Directive A:
Return every line in the rows below that contains the word "palm".

Document extract:
_____

Paying
For email - 4th February 2004
Credit:
Sydney Morning Herald Online
The
days of sending emails for free may be numbered. The
owners of the two largest email systems in the world,
Microsoft and Yahoo, are considering ways of imposing
a "postage" fee for emails.
Internet
experts have long suggested that the rising tide of
junk email, or spam, would turn into a trickle if
senders had to pay even as little as one cent for
each message.
And
Bill Gates, Microsoft's chairman, has told the World
Economic Forum in Davos, Switzerland, that spam would
not be a problem in two years, partly because of systems
that would require people to pay to send email.
By
making emailers buy electronic "stamps"
- in fact, encrypted code numbers - the illegal spammers
could be forced to identify themselves, or give up.
A
one cent charge might be minor for most emailers,
but it could destroy spamming businesses that send
a million offers in the hope 10 people will respond.
Neither
Yahoo nor Microsoft has made a firm commitment to
charging postage, in part because the idea still faces
substantial opposition among internet users.
While
it could give them a big stream of revenue, academic
researchers have proposed complex stamp systems in
which email recipients would be ones who set the price
on messages before they could enter their in-boxes.
Mr Gates even suggested a system that would allow
users to waive charges for friends and relatives.

_____

Pointing records:
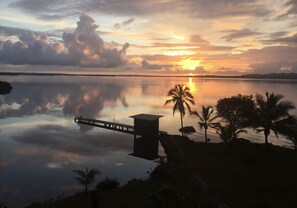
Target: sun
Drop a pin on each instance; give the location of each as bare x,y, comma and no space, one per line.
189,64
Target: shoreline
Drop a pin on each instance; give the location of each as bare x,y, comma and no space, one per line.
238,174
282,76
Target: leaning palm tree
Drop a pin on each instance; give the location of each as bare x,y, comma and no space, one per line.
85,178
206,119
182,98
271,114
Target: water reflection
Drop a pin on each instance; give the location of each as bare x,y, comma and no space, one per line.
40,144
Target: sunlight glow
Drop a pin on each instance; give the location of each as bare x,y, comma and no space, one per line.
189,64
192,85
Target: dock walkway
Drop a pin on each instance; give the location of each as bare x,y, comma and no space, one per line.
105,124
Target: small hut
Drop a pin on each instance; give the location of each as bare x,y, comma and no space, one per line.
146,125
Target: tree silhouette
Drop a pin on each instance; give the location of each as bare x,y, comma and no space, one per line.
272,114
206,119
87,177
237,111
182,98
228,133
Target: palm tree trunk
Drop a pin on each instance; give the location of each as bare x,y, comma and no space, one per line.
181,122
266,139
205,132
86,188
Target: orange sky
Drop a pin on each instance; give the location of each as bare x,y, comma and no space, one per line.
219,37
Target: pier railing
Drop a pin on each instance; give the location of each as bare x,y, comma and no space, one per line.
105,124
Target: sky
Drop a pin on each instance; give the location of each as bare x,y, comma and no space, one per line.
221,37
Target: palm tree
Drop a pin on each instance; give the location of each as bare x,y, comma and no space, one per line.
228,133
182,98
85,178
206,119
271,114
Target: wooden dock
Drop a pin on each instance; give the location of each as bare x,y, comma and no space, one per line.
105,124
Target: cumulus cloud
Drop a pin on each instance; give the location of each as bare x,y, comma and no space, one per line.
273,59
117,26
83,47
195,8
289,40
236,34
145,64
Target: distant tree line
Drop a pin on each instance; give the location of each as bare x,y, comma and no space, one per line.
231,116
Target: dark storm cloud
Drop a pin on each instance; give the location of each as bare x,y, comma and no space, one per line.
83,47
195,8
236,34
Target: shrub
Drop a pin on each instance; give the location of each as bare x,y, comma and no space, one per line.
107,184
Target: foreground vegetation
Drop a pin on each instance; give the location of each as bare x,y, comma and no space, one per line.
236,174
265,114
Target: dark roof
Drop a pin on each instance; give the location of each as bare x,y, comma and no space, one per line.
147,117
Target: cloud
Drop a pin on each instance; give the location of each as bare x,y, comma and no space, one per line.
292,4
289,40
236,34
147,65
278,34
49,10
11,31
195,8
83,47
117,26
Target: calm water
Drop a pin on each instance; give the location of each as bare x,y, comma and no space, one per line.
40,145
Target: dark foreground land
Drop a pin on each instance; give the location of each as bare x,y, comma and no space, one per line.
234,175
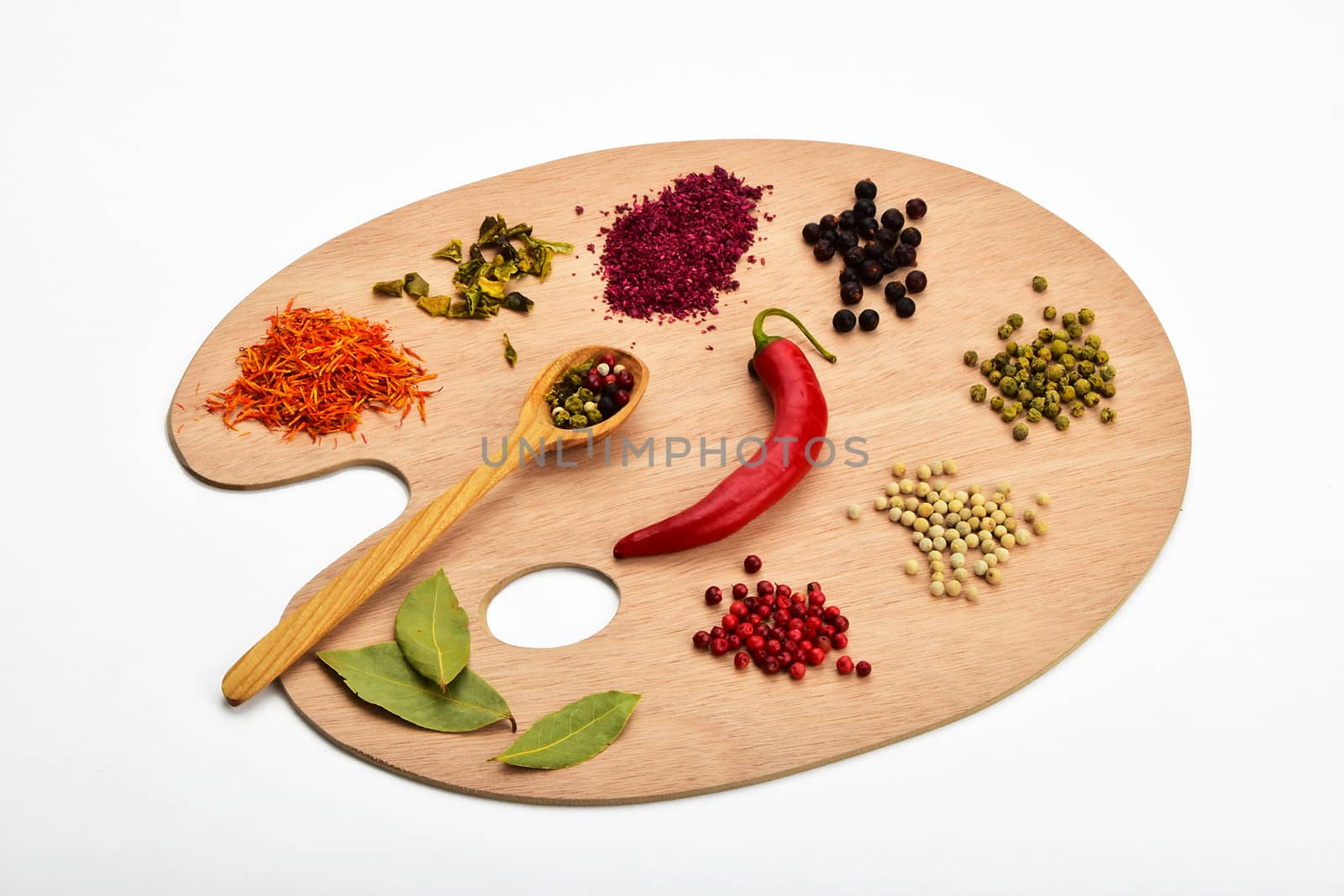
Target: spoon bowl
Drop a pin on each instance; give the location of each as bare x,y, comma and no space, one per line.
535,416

_____

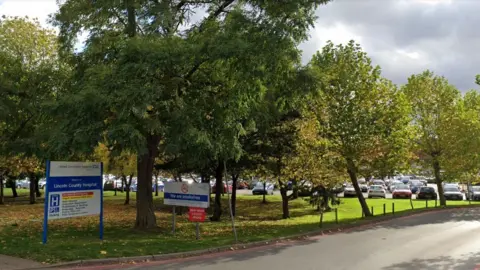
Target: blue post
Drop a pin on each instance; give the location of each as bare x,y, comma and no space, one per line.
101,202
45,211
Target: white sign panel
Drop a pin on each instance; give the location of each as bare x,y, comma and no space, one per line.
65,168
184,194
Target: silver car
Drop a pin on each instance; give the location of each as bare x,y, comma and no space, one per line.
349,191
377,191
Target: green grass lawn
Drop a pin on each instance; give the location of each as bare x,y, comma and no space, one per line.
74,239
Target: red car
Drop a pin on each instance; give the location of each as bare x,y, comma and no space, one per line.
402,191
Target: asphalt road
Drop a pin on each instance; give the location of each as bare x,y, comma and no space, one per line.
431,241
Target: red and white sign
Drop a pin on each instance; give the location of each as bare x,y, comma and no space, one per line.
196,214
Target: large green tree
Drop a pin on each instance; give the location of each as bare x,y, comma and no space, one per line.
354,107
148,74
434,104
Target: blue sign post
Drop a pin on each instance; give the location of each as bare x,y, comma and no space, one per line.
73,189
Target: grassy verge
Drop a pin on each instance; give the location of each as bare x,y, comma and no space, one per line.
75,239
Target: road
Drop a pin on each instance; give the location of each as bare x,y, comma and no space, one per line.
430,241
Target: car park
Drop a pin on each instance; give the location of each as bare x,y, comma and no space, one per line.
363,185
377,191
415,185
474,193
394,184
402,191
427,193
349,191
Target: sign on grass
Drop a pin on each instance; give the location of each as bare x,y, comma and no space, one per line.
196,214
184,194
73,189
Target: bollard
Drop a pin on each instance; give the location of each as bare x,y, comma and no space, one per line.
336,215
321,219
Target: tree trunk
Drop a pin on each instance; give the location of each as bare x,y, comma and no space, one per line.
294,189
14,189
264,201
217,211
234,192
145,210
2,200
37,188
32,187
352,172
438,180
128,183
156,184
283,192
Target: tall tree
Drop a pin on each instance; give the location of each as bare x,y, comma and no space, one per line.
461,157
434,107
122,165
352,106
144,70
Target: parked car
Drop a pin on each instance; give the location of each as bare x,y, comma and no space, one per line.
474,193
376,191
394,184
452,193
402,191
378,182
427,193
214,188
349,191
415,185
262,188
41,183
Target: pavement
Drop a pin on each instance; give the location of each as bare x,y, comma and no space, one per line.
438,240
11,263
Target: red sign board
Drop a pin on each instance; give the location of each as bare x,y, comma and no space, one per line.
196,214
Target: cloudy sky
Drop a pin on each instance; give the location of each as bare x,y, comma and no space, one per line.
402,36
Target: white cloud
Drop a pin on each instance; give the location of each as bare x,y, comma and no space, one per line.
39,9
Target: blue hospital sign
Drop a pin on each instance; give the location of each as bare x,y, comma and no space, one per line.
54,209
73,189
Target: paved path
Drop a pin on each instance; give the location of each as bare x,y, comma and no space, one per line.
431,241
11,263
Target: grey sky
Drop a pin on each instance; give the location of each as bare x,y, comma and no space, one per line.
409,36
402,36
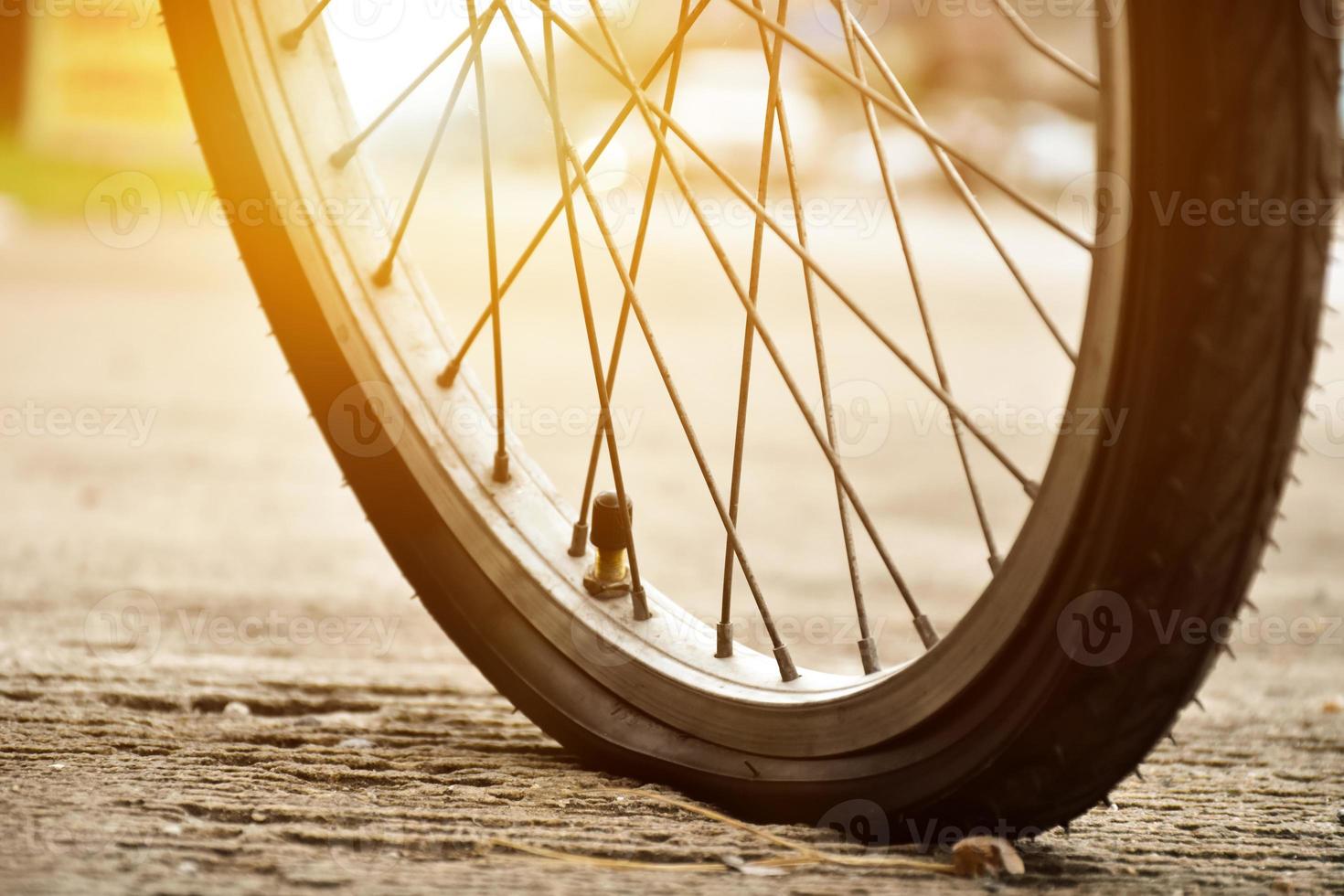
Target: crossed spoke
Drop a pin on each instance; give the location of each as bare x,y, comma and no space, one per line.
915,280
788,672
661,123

_____

Directive B:
Edit the article on email postage above, starting at the words "- in fact, encrypted" and stopping after "people will respond.", so that "spammers" is replaced by "junk mailers".

Expected output A:
Target: leaning palm tree
Target: palm tree trunk
Target: palm tree

Expected output B:
- in fact, encrypted code numbers - the illegal junk mailers
could be forced to identify themselves, or give up.
A
one cent charge might be minor for most emailers,
but it could destroy spamming businesses that send
a million offers in the hope 10 people will respond.